(DIRECTIONS):
A - According to the market update, what level did the 10-year breakeven inflation rate fall to last Friday?
B - Write out, unchanged, the portion of the market update between "Fixed Income" and "year-to-date by 0.04%.", inclusive.

(PROVIDED PASSAGE):
Market Update: Tuesday, May 9, 2017


  • Stocks in Asia were mostly higher with South Korea’s KOSPI adding another 1% overnight after hitting a new record high in Monday’s session. Nikkei slipped 0.3% on disappointing wage growth data, Hang Seng +1.3% on bargain hunting in resource firms and flows from mainland China. Shanghai Composite little changed at +0.1%.
  • European stocks are mostly higher with STOXX 600 +0.4%. German DAX +0.6% despite disappointing industrial production data, France CAC (+0.2%) rebounding after shedding 0.9% in prior session.
  • U.S. markets opened higher after the S&P 500 and Nasdaq closed Friday at record levels. The dollar is strengthening, 10-year Treasury yield is up 2 basis points (0.02%) at 2.41%. WTI crude oil is giving back yesterday’s gains, currently near $46/barrel and COMEX gold is down 0.6%.


Fixed Income

  • U.S. Treasury yields higher on the week. Yields ended the week higher (prices lower) with the U.S Treasury 10-year note moving from 2.29% to 2.36%. However, year to date the U.S. 10-year Treasury is lower in yield by 0.09%. The entire Treasury yield curve saw similar moves with yields higher on the week. The 5-year moved from 1.81% to 1.89%, but again the 5-year yield is actually lower year-to-date by 0.04%.
  • International bond prices were lower in Japan and Germany. The Japanese 10-year yield inched higher on the week, moving from 0.01% to 0.015%. The 10-year German Bund saw a larger move higher, from .32% to .42%. This brings the spread between the U.S. 10-year Treasury and the comparable German Bund to 1.94% (.42% vs. 2.36%), still elevated relative to history, but off recent highs. The market- (and Euro-) positive outcome of the recent French elections likely removes at least one source of stress for the European Central Bank’s (ECB) outlook, and likely pushes forward its timetable for tightening, all else equal.
  • Breakeven inflation expectations decline as oil cheapens. The price of oil has been declining recently and inflation expectations followed oil lower last week. The 10-year breakeven inflation rate declined from 1.92% to 1.85% last Friday, according to Federal Reserve Economic Data. The 1.85% level is below the Fed’s 2% inflation target. Additional economic weakness and lower oil prices could cause inflation to move lower, but this may take time to materialize.
  • High yield prices move up despite oil moving lower. The spread of the Bloomberg Barclays High Yield Index to comparable Treasuries moved lower on the week from 3.64% to 3.58%. As spreads move lower, prices move higher, despite the lower oil prices. High-yield spreads are closely correlated to stocks so last week’s equity performance helped move credit spreads lower in the sector. We continue to believe that high yield offers an attractive yield in a low yield environment, but valuations remain a potential headwind.

(PROVIDED INFORMATION):
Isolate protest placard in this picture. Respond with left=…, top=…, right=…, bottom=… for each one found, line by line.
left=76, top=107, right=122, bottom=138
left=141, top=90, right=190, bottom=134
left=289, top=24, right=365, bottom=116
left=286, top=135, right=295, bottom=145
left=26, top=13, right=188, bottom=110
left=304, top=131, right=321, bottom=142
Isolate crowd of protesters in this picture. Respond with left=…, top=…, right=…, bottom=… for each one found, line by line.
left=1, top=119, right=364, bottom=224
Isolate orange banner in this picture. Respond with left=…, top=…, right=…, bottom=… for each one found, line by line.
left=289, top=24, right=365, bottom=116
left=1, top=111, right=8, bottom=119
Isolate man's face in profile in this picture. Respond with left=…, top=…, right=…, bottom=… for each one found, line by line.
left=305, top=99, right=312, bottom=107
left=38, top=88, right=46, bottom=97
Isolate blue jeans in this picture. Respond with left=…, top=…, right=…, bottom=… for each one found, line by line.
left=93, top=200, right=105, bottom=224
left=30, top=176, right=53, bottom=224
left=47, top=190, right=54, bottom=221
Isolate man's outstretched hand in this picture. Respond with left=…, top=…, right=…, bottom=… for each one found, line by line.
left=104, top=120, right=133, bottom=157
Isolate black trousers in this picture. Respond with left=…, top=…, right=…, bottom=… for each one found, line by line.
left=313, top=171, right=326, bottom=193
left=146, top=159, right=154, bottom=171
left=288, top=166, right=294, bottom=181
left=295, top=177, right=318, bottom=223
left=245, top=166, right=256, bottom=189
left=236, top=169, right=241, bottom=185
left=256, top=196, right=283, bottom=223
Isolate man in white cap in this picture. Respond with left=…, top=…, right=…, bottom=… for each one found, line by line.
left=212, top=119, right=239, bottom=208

(SOLUTIONS IN ORDER):
A - It fell to 1.85%, down from 1.92%.

B -
Fixed Income

  • U.S. Treasury yields higher on the week. Yields ended the week higher (prices lower) with the U.S Treasury 10-year note moving from 2.29% to 2.36%. However, year to date the U.S. 10-year Treasury is lower in yield by 0.09%. The entire Treasury yield curve saw similar moves with yields higher on the week. The 5-year moved from 1.81% to 1.89%, but again the 5-year yield is actually lower year-to-date by 0.04%.